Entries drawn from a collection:
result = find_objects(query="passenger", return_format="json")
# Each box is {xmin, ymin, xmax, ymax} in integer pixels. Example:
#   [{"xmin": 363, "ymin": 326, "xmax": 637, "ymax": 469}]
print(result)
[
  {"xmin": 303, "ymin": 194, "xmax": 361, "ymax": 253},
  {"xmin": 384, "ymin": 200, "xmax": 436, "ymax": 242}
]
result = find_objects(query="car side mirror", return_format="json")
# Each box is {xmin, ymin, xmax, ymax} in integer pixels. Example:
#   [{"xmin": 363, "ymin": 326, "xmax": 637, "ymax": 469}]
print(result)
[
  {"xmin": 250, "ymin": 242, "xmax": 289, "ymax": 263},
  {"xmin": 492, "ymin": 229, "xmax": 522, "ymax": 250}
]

* _TASK GOAL_
Pick out every line of the listing above that contains the string "json", and copy each one. Case matters.

* _CORRECT RESULT_
result = find_objects(query="passenger", return_format="json")
result = find_objects(query="car side mirror", return_format="json")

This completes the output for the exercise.